> REQUIRED WORK:
Every line of the records below that has the word "this" should be copied.

*** Opening of MATERIAL SHOWN ***

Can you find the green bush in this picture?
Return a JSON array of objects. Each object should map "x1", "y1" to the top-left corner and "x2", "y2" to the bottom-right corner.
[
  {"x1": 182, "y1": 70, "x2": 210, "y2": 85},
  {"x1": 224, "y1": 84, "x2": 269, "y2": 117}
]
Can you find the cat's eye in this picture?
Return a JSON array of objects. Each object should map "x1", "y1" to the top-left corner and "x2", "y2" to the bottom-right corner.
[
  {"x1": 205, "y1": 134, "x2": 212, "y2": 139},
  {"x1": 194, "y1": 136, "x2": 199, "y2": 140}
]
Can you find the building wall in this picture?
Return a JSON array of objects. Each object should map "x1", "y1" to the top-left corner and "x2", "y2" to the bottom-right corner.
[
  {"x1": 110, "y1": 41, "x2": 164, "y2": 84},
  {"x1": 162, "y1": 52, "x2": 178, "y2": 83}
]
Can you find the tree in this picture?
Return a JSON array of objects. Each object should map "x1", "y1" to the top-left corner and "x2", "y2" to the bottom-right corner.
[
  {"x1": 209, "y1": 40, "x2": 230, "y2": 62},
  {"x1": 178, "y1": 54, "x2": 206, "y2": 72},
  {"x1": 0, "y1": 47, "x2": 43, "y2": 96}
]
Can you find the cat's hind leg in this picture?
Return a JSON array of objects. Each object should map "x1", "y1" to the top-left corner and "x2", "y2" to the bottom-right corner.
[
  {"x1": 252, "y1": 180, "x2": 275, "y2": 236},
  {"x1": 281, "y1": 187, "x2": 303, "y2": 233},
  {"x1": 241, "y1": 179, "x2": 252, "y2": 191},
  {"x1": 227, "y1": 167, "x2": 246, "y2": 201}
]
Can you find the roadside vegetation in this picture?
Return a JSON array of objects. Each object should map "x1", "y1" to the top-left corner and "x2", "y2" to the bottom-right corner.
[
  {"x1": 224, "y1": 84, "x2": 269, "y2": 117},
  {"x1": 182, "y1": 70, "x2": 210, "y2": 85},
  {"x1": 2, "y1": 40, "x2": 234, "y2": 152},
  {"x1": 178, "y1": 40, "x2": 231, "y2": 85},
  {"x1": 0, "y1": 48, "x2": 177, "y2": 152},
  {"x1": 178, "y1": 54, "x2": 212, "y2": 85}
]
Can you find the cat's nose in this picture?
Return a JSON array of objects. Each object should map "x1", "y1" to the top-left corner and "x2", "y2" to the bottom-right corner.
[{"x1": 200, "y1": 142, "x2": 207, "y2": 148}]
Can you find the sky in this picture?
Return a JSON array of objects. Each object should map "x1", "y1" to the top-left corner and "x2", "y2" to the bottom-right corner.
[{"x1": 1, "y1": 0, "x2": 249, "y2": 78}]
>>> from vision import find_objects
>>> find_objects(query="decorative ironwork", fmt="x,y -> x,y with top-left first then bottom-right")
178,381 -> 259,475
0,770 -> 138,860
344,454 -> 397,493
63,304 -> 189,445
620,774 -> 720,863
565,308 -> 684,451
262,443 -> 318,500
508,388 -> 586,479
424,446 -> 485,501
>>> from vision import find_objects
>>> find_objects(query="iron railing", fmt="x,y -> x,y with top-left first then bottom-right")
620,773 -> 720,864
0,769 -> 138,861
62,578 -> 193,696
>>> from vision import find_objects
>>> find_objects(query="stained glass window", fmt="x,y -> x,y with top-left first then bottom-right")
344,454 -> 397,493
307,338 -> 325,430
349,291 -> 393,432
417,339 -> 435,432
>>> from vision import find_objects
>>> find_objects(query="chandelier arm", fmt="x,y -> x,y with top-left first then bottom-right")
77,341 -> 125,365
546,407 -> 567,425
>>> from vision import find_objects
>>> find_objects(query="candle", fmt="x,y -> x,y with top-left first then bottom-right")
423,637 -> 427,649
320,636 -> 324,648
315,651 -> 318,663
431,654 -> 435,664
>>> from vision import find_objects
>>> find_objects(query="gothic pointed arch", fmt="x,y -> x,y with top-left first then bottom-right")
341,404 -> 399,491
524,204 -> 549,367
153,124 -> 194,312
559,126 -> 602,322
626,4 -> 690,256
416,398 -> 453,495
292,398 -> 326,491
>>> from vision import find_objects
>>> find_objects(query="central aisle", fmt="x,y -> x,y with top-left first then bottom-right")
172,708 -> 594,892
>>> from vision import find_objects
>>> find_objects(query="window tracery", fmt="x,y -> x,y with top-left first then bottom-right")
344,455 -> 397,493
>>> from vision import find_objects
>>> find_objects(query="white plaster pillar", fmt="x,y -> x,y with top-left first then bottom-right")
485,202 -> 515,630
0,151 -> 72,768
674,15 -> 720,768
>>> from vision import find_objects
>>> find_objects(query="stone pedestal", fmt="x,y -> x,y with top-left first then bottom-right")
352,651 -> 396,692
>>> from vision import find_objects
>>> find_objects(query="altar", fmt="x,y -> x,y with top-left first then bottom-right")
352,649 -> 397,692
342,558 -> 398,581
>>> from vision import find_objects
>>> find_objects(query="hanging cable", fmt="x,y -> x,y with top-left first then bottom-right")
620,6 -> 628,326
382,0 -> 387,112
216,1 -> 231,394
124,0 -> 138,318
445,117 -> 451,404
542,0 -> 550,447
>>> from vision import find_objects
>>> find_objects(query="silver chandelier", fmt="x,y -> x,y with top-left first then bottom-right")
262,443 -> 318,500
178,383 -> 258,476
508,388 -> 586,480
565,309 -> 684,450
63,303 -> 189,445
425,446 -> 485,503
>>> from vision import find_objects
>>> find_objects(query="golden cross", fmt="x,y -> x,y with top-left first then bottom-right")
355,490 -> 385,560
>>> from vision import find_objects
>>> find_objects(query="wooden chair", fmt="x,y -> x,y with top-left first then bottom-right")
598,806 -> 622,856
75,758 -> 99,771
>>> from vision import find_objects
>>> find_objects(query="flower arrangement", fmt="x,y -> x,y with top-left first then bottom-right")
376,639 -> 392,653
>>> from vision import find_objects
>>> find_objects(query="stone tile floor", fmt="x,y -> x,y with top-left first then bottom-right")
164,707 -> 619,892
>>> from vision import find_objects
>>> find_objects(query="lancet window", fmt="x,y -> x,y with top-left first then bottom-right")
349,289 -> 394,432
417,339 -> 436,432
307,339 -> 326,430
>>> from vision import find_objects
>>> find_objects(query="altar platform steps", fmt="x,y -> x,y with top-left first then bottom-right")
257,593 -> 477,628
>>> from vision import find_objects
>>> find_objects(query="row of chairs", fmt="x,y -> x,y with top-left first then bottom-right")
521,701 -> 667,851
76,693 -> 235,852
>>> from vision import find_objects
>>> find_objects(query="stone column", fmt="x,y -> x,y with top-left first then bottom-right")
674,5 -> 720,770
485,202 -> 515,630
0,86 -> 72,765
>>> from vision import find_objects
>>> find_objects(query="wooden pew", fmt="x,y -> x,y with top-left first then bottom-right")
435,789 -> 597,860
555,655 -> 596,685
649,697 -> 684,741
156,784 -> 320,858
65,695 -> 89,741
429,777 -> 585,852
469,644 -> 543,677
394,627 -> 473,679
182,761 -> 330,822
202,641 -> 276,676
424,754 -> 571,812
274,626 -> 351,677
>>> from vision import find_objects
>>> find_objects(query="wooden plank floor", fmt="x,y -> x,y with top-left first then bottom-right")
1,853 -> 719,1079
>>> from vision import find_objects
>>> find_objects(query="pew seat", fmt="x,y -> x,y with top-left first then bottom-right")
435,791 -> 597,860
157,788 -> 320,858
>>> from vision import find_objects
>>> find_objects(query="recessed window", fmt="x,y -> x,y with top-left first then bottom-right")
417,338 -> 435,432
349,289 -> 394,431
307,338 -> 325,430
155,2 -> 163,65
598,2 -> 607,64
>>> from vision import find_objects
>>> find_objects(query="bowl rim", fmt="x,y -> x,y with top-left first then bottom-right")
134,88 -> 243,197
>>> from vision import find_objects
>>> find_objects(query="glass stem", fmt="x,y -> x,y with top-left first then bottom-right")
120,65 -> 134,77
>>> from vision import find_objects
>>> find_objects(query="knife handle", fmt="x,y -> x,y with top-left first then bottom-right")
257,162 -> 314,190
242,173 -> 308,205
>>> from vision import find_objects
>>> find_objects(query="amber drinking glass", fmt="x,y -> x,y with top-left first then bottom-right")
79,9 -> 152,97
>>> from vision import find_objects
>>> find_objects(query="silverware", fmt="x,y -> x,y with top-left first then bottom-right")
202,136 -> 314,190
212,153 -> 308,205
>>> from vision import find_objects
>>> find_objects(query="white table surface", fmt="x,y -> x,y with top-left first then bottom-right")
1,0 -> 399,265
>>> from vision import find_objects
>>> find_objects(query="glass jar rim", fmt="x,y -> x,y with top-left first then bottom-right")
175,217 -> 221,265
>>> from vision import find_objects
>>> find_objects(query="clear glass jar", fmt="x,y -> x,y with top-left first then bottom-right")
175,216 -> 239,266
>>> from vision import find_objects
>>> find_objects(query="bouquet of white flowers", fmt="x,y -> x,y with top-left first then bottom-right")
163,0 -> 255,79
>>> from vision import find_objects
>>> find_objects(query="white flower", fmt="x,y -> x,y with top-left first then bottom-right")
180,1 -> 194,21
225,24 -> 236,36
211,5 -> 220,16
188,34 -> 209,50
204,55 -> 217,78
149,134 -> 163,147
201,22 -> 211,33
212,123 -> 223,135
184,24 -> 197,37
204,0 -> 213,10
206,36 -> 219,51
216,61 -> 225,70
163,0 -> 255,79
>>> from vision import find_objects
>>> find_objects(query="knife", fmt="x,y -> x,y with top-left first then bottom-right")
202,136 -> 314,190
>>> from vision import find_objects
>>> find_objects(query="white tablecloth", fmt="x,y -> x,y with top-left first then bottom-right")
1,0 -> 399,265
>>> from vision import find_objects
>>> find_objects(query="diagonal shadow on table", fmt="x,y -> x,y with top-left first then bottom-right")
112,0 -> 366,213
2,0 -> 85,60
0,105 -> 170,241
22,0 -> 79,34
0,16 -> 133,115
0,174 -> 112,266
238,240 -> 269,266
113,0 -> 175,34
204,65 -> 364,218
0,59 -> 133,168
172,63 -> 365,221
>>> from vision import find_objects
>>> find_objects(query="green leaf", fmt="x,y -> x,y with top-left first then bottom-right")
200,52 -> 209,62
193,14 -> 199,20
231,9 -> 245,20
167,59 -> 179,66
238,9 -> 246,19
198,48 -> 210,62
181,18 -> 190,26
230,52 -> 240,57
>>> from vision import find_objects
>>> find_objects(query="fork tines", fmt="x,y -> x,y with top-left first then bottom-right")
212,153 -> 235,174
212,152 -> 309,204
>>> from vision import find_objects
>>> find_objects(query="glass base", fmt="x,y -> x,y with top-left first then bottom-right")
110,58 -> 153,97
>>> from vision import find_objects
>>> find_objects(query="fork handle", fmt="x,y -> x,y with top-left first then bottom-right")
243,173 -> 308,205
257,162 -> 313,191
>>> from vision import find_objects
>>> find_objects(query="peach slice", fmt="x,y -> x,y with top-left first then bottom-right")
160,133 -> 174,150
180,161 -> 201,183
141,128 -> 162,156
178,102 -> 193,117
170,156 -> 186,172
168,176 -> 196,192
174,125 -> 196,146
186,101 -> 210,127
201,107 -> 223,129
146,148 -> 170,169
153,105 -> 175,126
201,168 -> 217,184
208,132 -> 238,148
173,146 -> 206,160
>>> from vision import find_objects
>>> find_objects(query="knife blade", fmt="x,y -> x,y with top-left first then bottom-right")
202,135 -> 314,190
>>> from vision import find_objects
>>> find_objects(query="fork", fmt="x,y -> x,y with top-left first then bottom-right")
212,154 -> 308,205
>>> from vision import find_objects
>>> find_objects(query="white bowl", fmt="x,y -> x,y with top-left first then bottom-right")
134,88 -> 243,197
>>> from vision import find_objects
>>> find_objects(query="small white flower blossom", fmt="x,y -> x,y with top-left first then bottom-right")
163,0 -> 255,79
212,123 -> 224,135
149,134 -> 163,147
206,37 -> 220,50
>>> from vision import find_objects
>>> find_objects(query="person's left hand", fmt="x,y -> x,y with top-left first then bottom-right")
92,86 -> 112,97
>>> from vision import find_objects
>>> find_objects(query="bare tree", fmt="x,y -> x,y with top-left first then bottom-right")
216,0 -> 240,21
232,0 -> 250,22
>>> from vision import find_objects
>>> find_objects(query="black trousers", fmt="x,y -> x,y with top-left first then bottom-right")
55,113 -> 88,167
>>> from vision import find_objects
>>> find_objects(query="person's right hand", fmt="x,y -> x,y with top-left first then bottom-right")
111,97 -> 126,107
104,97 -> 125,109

*** Close of MATERIAL SHOWN ***

> WORKED SOLUTION:
Can you find the green bush in this picture?
Can you find the cat's eye in this picture?
Can you find the building wall in this picture?
Can you find the tree in this picture?
Can you find the cat's hind leg in this picture?
Can you find the roadside vegetation in this picture?
Can you find the cat's nose in this picture?
Can you find the sky in this picture?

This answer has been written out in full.